◆ Objective A:
In the customer training article, why is it unwise for a vendor to assume that customers will find a product as easy to use as the vendor does?

Customers are demanding product and skills training. If you aren’t offering training you’re missing out on a big opportunity to help your customers. In this article, Steve Penfold shares five reasons why you should invest in customer training.
You’ve got a fantastic product or service and you have a PDF user guide on your website to tell customers how to use it. Job done, right?
But why would vendors go to this trouble? Surely if a customer has bought into a product, they’re happy with it, right? Again, this could be a dangerous assumption. Here are five reasons why providing training to your customers is important.
1. Training teaches customers how to use a product
Just because you know your product inside and out, and its nuances and logic make perfect sense to you, it’s unwise to assume this will be the case for your customers. And the more sophisticated or complex a product is, the less intuitive it is likely to be.
I’m willing to bet you’ve used software and at some point you’ve hit a dead end. You’d obviously done something wrong (or the software let you take a wrong turn), and a cryptic error message popped up asking you to fix the mistake.
Maybe you were able to figure it out, or maybe you contacted a support representative who explained where you went wrong. In extreme cases, maybe you switched software vendors! Regardless, it wasted your time and probably had you cursing the product.
Providing training can minimize this kind of frustration and time wastage.
2. Training shows customers how to get added value from a product
Even if your customers are not running into problems when using your product, are they getting the most from it?

◆ Data supplied:

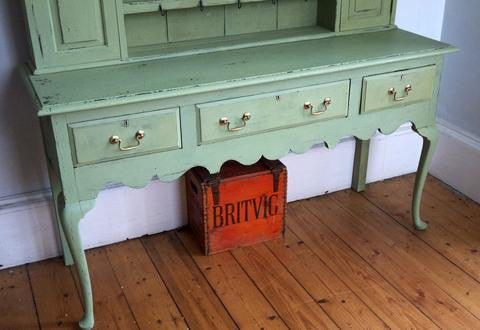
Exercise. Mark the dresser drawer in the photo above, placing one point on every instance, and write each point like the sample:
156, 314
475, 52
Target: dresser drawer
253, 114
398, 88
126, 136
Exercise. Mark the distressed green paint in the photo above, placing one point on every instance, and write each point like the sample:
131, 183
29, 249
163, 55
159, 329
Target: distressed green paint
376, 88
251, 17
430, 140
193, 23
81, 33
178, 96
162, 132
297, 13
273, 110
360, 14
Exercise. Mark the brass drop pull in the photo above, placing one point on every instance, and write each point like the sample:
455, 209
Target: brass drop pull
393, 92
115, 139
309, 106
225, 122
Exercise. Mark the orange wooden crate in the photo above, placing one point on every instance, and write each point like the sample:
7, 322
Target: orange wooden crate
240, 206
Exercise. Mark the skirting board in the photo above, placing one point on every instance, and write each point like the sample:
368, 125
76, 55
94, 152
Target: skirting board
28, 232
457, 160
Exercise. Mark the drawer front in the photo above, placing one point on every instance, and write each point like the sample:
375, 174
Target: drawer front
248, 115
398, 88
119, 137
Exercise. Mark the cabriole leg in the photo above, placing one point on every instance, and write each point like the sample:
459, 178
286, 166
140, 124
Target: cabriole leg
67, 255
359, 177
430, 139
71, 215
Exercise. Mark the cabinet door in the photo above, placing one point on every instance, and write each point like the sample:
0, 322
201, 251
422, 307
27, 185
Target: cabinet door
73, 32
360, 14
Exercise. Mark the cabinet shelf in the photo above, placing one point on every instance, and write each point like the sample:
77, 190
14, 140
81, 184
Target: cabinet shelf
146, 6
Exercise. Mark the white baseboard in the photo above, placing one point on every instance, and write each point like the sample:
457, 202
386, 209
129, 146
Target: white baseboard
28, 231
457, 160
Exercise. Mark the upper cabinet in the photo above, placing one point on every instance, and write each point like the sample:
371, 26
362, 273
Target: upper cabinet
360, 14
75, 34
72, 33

◆ Objective B:
Put the lines of the rows into a JSON list of strings, one string per line and with blank lines left out, starting at the line that contains "Exercise. Mark the cabriole" and ending at the last line of the rows.

◆ Full response A:
A vendor's own thorough knowledge of a product doesn't mean its nuances and logic will make sense to customers. Also, the more sophisticated or complex a product is, the less intuitive it is likely to be.

◆ Full response B:
[
  "Exercise. Mark the cabriole leg in the photo above, placing one point on every instance, and write each point like the sample:",
  "459, 178",
  "286, 166",
  "140, 124",
  "Target: cabriole leg",
  "67, 255",
  "359, 177",
  "430, 139",
  "71, 215",
  "Exercise. Mark the cabinet door in the photo above, placing one point on every instance, and write each point like the sample:",
  "0, 322",
  "201, 251",
  "422, 307",
  "27, 185",
  "Target: cabinet door",
  "73, 32",
  "360, 14",
  "Exercise. Mark the cabinet shelf in the photo above, placing one point on every instance, and write each point like the sample:",
  "77, 190",
  "14, 140",
  "81, 184",
  "Target: cabinet shelf",
  "146, 6",
  "Exercise. Mark the white baseboard in the photo above, placing one point on every instance, and write each point like the sample:",
  "457, 202",
  "386, 209",
  "129, 146",
  "Target: white baseboard",
  "28, 231",
  "457, 160",
  "Exercise. Mark the upper cabinet in the photo above, placing one point on every instance, and write each point like the sample:",
  "371, 26",
  "362, 273",
  "Target: upper cabinet",
  "360, 14",
  "75, 34",
  "72, 33"
]